▶ **Tasks and exercises**:
1. Under the housing bill's legislative counsel's digest, how long would a local government's approval of a project under the new streamlined process last before expiring?
2. Pick up the housing bill's text where it stops and keep writing it.

** BEGIN Excerpted text **

CALIFORNIA LEGISLATURE— 2019–2020 REGULAR SESSION

Assembly Bill
No. 1934


Introduced by Assembly Member Voepel

January 15, 2020


An act to add Section 65913.16 to the Government Code, relating to land use.


LEGISLATIVE COUNSEL'S DIGEST


AB 1934, as introduced, Voepel. Planning and zoning: affordable housing: streamlined, ministerial approval process.
Existing law, until January 1, 2026, authorizes a development proponent to submit an application for a multifamily housing development, which satisfies specified objective planning standards, that is subject to a streamlined, ministerial approval process, as provided, and not subject to a conditional use permit. Existing law requires a local government to notify the development proponent in writing if the local government determines that the development conflicts with any of those objective standards by a specified time; otherwise, the development is deemed to comply with those standards. Existing law provides that if a local government approves a project pursuant to that process, that approval will not expire until a specified period of time depending on the nature of the development.
This bill would, notwithstanding those provisions, authorize a development proponent to submit an application for a development to be subject to a streamlined, ministerial approval process provided that development meet specified objective planning standards, including that the development provide housing for persons and families of low or moderate income. The bill would require a local government to notify the development proponent in writing if the local government determines that the development conflicts with any of those objective standards within 30 days of the application being submitted; otherwise, the development would be deemed to comply with those standards. This bill would provide that the local government’s approval of a project pursuant to this process would not expire for 5 years.
The bill would include findings that changes proposed by this bill address a matter of statewide concern rather than a municipal affair and, therefore, apply to all cities, including charter cities.
The California Environmental Quality Act (CEQA) requires a lead agency, as defined, to prepare, or cause to be prepared, and certify the completion of, an environmental impact report on a project that it proposes to carry out or approve that may have a significant effect on the environment or to adopt a negative declaration if it finds that the project will not have that effect. CEQA also requires a lead agency to prepare a mitigated negative declaration for a project that may have a significant effect on the environment if revisions in the project would avoid or mitigate that effect and there is no substantial evidence that the project, as revised, would have a significant effect on the environment. CEQA does not apply to the approval of ministerial projects.
By providing for the ministerial approval of certain housing projects, this bill would expand the exemption for the ministerial approval of projects under CEQA.
By imposing new duties upon local agencies with respect to the streamlined approval process described above, the bill would impose a state-mandated local program.
The California Constitution requires the state to reimburse local agencies and school districts for certain costs mandated by the state. Statutory provisions establish procedures for making that reimbursement.
This bill would provide that no reimbursement is required by this act for a specified reason.
Vote: MAJORITY   Appropriation: NO   Fiscal Committee: YES   Local Program: YES  

The people of the State of California do enact as follows:


SECTION 1.

 Section 65913.16 is added to the Government Code, to read:

65913.16.
 (a) Notwithstanding any other law, including, but not limited to, Section 65913.4, a development proponent may submit an application for a development that is subject to the streamlined, ministerial approval process provided by subdivision (b) and not subject to a conditional use permit if the development satisfies all of the following objective planning standards:
(1) The development is located on a site that meets one of the following requirements:
(A) Is zoned for residential use or residential mixed-use development
(B) Has a general plan designation that allows residential use or a mix of residential and nonresidential uses, or a nonresidential use conversion to residential or mixed-use with at least two-thirds of the square footage of the development designated for residential use.

** END Excerpted text **
** BEGIN Data records **

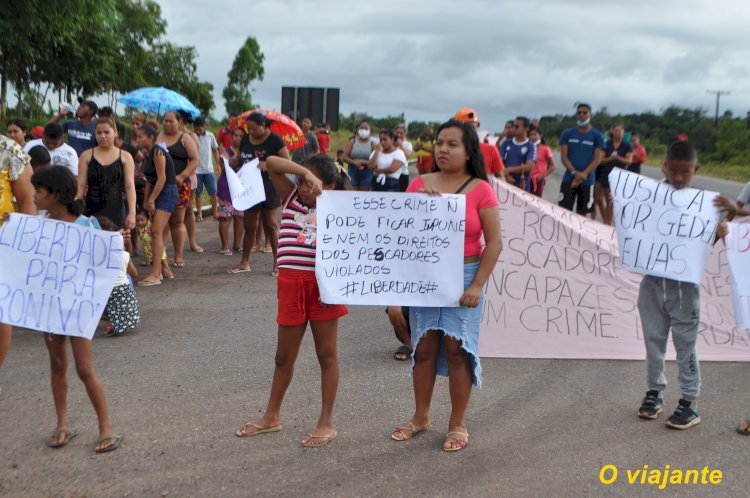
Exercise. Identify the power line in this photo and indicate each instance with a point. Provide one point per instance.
(718, 94)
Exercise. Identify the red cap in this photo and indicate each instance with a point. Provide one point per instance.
(467, 114)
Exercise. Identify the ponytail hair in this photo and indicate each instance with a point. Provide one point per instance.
(328, 171)
(61, 184)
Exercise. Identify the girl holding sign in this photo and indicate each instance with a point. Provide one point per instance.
(55, 191)
(445, 340)
(299, 296)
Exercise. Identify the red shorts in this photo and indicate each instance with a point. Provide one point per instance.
(424, 164)
(299, 299)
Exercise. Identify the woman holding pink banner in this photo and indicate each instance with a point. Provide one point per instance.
(55, 192)
(445, 340)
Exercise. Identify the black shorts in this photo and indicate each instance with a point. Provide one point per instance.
(405, 312)
(602, 174)
(272, 197)
(582, 196)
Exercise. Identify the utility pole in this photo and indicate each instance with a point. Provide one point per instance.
(718, 93)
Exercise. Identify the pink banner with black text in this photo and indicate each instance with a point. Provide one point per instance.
(559, 291)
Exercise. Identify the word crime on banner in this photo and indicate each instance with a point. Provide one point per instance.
(559, 291)
(245, 186)
(738, 255)
(56, 276)
(386, 248)
(663, 231)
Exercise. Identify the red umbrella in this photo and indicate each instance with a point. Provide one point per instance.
(281, 124)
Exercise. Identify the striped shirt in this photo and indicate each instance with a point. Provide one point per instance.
(297, 235)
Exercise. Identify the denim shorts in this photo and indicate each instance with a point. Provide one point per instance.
(167, 200)
(459, 323)
(360, 178)
(207, 179)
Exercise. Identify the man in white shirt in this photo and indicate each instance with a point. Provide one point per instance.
(208, 147)
(61, 154)
(406, 146)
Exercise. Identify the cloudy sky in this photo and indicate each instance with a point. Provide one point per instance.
(504, 58)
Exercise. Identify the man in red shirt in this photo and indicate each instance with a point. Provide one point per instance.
(493, 163)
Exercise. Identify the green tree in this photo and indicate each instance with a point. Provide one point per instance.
(246, 68)
(174, 67)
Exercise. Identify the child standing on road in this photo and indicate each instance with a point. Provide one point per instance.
(55, 191)
(298, 293)
(665, 304)
(122, 310)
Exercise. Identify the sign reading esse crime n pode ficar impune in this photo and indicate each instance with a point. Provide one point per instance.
(387, 248)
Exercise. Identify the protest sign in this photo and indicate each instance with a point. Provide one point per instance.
(662, 231)
(245, 185)
(560, 291)
(56, 276)
(738, 256)
(385, 248)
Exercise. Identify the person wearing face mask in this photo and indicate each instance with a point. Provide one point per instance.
(545, 162)
(581, 151)
(357, 155)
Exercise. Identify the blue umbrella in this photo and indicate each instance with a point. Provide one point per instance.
(158, 100)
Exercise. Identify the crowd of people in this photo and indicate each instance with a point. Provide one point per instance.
(146, 183)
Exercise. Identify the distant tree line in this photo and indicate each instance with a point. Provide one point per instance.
(89, 48)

** END Data records **

▶ **Task answers**:
1. It would not expire for 5 years.

2.
(2) The development provides housing for persons and families of low or moderate income, as defined in Section 50093 of the Health and Safety Code.
(3) The development is in a public transit corridor, as defined in Section 50093.5 of the Health and Safety Code.
(b) (1) Upon receipt of an application for streamlined, ministerial approval pursuant to this section, the local government shall notify the development proponent that submitted the application whether that application is complete and shall ministerially approve the application if it is in compliance with the standards specified in subdivision (a). If a local government determines that a development submitted pursuant to this section is in conflict with any of the objective planning standards specified in subdivision (a), it shall provide the development proponent written documentation of which standard or standards with which the development conflicts, and an explanation of the reason or reasons the development conflicts with that standard or standards, within 30 days of submittal of the development to the local government pursuant to this section.
(2) If the local government fails to provide the required documentation pursuant to paragraph (1), the development shall be deemed to satisfy the objective planning standards specified in subdivision (a).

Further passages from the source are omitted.